> _Task statement_
Copy out all the lines of the data that hold the word "wooden".

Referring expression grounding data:
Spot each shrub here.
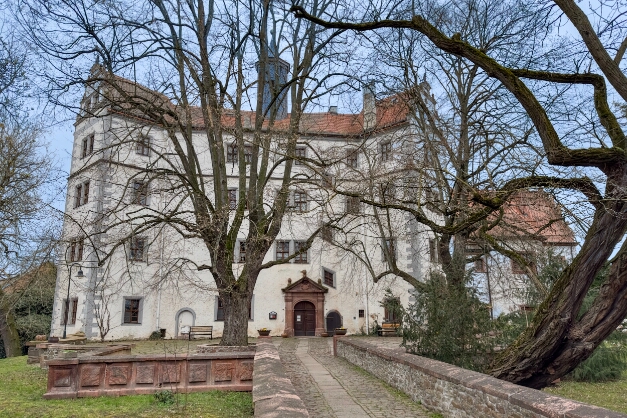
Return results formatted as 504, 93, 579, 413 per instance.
148, 331, 163, 340
153, 389, 175, 404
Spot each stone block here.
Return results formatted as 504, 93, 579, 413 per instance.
107, 364, 130, 385
136, 364, 155, 384
188, 363, 207, 383
80, 365, 102, 387
214, 362, 234, 382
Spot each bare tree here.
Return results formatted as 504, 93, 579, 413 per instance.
293, 0, 627, 388
20, 0, 352, 345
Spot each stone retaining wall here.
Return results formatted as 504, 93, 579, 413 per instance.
252, 340, 308, 417
335, 337, 627, 418
44, 351, 254, 399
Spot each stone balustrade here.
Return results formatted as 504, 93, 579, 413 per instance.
335, 337, 627, 418
44, 351, 254, 399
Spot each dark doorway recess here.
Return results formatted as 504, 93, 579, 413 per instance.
294, 301, 316, 336
326, 311, 342, 335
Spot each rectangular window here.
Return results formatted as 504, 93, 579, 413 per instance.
323, 269, 335, 287
74, 183, 82, 208
380, 142, 392, 162
275, 240, 290, 261
129, 237, 146, 261
475, 258, 487, 273
295, 147, 306, 165
132, 181, 148, 206
62, 298, 78, 325
358, 309, 365, 318
321, 225, 333, 243
346, 149, 358, 168
83, 181, 90, 205
227, 144, 252, 163
429, 238, 438, 263
384, 298, 401, 322
239, 241, 247, 263
293, 191, 308, 212
511, 255, 536, 274
228, 188, 237, 210
81, 135, 95, 159
123, 299, 140, 324
216, 296, 253, 321
383, 238, 397, 263
136, 136, 150, 156
294, 241, 308, 264
321, 172, 333, 188
346, 196, 360, 214
70, 238, 84, 262
381, 182, 396, 203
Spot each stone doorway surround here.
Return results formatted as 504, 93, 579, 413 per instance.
282, 271, 328, 337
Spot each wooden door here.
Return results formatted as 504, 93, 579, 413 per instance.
294, 301, 316, 336
326, 311, 342, 335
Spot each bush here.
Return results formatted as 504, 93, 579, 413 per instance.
148, 331, 163, 340
401, 271, 494, 371
153, 389, 176, 404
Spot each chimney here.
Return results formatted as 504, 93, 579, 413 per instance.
363, 82, 376, 130
328, 105, 338, 114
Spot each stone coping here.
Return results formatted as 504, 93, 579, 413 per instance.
336, 337, 627, 418
46, 352, 254, 366
253, 340, 308, 418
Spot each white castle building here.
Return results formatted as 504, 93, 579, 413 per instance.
50, 65, 576, 341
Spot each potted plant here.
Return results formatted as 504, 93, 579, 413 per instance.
334, 327, 347, 336
257, 328, 271, 337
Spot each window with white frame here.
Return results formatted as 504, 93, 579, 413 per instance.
238, 240, 247, 263
275, 240, 290, 261
132, 180, 148, 206
380, 141, 392, 161
323, 268, 335, 287
228, 188, 237, 210
62, 298, 79, 325
383, 238, 397, 263
346, 148, 358, 168
295, 146, 306, 165
69, 238, 84, 262
74, 181, 90, 208
129, 237, 146, 261
81, 134, 95, 159
293, 191, 308, 212
123, 298, 142, 324
346, 196, 360, 214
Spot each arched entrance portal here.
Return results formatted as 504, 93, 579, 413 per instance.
294, 301, 316, 336
326, 311, 342, 335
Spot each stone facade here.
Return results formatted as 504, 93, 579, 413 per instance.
335, 338, 627, 418
44, 351, 254, 399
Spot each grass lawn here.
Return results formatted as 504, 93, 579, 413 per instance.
543, 375, 627, 414
0, 355, 253, 418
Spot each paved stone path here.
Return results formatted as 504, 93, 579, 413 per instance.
277, 337, 431, 418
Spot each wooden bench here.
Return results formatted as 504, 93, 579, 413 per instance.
380, 323, 400, 337
188, 326, 213, 340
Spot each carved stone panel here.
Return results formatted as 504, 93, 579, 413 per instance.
239, 361, 253, 381
188, 363, 207, 383
53, 368, 72, 387
213, 362, 234, 382
107, 364, 130, 386
136, 364, 155, 384
160, 363, 180, 384
80, 365, 102, 387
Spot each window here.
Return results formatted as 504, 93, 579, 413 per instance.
321, 225, 333, 243
475, 258, 487, 273
81, 135, 95, 159
228, 188, 237, 210
383, 297, 401, 322
323, 269, 335, 287
293, 191, 308, 212
62, 298, 78, 325
380, 142, 392, 162
295, 147, 306, 165
381, 182, 396, 203
74, 181, 90, 208
511, 255, 536, 274
216, 296, 253, 321
275, 240, 290, 261
227, 144, 252, 163
346, 196, 360, 214
132, 181, 148, 206
358, 309, 365, 318
136, 136, 150, 156
129, 237, 146, 261
69, 238, 84, 262
294, 241, 308, 264
238, 241, 247, 263
123, 298, 141, 324
321, 172, 334, 188
346, 149, 358, 168
429, 238, 438, 263
383, 238, 397, 263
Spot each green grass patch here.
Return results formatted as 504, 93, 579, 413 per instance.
544, 375, 627, 414
0, 356, 253, 418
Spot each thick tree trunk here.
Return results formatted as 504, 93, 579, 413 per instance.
0, 302, 22, 357
489, 169, 627, 388
219, 291, 251, 347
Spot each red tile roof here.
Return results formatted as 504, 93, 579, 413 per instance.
488, 191, 576, 246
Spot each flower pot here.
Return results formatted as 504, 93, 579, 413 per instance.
258, 330, 271, 337
321, 332, 329, 337
334, 328, 347, 336
281, 332, 288, 338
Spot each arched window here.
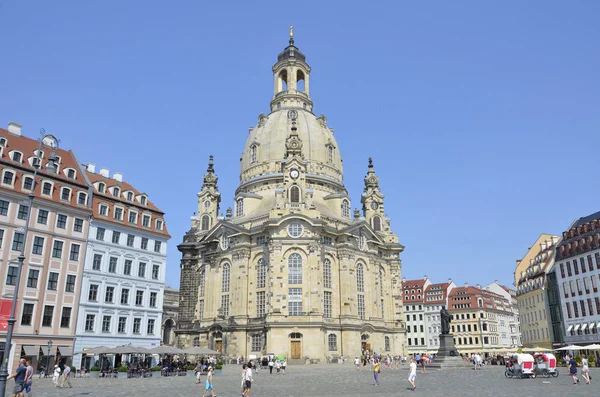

> _Written solution_
Spot each wooden door here.
Spot each wooden bench here.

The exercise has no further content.